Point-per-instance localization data
-----

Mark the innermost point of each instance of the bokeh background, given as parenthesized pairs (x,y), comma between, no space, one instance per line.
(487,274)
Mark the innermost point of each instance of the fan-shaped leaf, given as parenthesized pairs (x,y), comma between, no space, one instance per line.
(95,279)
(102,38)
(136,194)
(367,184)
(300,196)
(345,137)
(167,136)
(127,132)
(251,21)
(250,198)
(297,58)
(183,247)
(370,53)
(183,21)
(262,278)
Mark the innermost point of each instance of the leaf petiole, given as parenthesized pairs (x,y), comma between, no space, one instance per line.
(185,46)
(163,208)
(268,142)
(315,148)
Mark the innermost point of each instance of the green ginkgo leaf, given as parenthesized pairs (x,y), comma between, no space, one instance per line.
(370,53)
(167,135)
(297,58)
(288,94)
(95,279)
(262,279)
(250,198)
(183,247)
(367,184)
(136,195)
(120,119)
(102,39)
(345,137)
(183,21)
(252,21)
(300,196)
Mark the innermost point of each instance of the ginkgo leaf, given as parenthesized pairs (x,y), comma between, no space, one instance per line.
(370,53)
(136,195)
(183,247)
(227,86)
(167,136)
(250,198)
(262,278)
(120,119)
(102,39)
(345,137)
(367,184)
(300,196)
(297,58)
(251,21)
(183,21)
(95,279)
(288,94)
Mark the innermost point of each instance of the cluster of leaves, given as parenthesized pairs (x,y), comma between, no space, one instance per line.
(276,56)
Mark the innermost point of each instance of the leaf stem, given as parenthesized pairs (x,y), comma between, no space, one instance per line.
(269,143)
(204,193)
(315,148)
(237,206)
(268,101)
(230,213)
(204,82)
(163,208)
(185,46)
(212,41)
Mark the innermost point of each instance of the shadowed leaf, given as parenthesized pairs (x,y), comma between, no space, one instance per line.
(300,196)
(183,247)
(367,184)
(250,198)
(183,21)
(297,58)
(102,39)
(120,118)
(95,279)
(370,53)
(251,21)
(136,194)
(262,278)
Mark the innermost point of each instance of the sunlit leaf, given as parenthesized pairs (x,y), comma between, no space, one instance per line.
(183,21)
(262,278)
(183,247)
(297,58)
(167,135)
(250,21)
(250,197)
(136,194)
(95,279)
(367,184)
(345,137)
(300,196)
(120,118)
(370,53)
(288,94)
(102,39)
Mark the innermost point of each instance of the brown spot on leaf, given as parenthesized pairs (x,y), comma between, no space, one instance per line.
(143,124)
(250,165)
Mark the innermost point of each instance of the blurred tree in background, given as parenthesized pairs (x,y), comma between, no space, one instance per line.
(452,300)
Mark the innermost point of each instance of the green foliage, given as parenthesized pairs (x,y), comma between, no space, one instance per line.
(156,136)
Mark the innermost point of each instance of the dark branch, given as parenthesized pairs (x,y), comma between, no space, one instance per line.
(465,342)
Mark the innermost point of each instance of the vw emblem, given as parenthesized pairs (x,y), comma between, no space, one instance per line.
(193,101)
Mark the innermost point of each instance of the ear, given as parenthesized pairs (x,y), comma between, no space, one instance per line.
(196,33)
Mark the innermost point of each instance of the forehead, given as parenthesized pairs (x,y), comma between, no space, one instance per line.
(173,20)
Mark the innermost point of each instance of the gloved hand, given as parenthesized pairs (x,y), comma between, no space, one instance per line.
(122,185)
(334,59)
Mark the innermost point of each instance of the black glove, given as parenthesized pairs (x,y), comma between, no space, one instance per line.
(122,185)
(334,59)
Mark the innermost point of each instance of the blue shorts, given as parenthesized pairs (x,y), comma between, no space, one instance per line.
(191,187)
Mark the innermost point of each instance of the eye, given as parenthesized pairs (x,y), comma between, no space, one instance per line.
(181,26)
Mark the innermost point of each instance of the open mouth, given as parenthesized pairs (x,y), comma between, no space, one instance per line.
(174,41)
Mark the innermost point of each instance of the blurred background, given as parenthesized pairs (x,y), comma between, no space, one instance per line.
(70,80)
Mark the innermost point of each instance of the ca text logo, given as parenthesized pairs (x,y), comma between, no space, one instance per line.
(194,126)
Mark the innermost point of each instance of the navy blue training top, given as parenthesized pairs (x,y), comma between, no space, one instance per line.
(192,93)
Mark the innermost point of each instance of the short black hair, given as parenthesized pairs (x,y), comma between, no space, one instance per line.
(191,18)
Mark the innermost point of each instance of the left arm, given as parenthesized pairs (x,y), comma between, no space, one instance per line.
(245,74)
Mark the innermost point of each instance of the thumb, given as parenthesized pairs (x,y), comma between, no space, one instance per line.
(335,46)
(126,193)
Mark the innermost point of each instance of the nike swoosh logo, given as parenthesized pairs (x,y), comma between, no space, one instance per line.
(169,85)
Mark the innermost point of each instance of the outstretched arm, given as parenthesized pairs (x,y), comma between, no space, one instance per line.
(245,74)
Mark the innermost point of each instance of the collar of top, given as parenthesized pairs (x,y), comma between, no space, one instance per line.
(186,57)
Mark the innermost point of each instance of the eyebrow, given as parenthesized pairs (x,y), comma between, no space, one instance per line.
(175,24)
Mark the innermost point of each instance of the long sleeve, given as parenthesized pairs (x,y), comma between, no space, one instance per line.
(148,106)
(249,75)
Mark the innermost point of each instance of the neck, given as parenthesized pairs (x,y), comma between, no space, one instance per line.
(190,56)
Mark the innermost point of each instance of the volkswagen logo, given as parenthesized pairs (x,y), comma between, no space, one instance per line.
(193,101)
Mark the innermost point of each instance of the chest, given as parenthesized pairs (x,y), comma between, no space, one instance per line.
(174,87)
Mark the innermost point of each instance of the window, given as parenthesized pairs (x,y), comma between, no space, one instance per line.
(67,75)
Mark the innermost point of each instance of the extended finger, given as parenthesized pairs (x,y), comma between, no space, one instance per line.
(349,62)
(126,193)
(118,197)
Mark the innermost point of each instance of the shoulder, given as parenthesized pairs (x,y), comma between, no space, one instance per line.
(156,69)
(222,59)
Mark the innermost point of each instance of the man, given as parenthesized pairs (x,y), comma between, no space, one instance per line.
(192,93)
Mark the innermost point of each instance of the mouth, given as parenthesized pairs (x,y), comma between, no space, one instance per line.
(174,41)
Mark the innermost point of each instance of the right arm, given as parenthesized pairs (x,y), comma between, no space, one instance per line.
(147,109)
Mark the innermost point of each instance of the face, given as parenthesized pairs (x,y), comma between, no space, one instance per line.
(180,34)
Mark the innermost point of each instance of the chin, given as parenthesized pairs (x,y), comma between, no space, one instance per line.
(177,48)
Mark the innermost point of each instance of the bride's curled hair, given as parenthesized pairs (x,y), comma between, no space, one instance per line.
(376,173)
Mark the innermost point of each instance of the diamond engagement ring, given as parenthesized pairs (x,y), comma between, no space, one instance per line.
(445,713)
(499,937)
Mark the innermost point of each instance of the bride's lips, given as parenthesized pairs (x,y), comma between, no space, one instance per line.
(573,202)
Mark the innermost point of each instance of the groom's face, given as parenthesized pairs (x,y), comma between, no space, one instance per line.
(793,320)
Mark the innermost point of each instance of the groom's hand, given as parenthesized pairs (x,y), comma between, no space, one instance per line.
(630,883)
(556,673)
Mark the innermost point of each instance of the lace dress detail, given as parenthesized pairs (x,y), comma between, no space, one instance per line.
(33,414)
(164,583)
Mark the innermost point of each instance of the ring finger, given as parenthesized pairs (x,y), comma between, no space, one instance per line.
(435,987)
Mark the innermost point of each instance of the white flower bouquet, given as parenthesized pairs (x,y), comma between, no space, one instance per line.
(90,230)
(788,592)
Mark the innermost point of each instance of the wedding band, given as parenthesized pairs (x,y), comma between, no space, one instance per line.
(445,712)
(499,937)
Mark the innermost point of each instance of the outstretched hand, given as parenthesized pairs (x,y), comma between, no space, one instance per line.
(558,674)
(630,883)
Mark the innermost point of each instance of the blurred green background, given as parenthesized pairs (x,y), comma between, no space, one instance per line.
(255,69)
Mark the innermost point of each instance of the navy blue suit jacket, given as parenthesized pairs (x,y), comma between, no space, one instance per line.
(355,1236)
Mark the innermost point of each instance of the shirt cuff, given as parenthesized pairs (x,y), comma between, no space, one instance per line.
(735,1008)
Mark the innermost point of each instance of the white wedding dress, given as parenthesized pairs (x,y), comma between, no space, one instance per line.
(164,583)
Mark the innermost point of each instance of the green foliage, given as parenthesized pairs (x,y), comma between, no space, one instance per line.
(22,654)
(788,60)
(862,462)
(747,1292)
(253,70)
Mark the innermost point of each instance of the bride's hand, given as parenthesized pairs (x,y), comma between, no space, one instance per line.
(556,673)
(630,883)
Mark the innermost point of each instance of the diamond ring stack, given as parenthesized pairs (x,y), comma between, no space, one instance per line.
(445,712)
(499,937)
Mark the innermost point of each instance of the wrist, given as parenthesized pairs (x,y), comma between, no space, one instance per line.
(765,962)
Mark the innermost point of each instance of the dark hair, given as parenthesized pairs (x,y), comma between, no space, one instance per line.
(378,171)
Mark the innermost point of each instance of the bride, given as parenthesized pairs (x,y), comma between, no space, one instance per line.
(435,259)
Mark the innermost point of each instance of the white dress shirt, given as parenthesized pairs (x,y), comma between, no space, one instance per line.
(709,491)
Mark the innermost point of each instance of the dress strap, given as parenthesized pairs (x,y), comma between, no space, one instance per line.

-----

§ **Activity**
Retype the lines above without alteration. The first is the one containing "dark hair, given", and the last is the final line of the data.

§ **Answer below**
Mark the innermost point of each instance of the dark hair, given as parenthesized pairs (x,y), comma between, no space, one instance per line.
(378,171)
Mark the innermost point of each instance of the bride, given as parenthesized pairs (x,y), comma between, no space, one instance per line.
(435,259)
Mark the innermost point of each instance of the white dress shirt, given as parenthesized pairs (x,y), comma between, no space, one instance per line.
(709,491)
Mark the innermost point of each instance of the dress strap, given as parenthesized pairs (x,y), comma between, no space, one instance per line.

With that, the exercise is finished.